What is needed: Output every record exactly, and nothing more.

(Referring expression pointing data)
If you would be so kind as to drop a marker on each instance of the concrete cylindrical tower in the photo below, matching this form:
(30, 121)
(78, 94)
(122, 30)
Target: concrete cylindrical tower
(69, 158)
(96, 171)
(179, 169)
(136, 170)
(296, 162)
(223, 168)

Solved problem:
If you would be so kind as to drop a marker on each instance of the concrete cylindrical tower in the photo below, matching this form:
(30, 121)
(78, 94)
(122, 30)
Target: concrete cylindrical tower
(69, 158)
(96, 171)
(179, 169)
(136, 170)
(296, 162)
(223, 168)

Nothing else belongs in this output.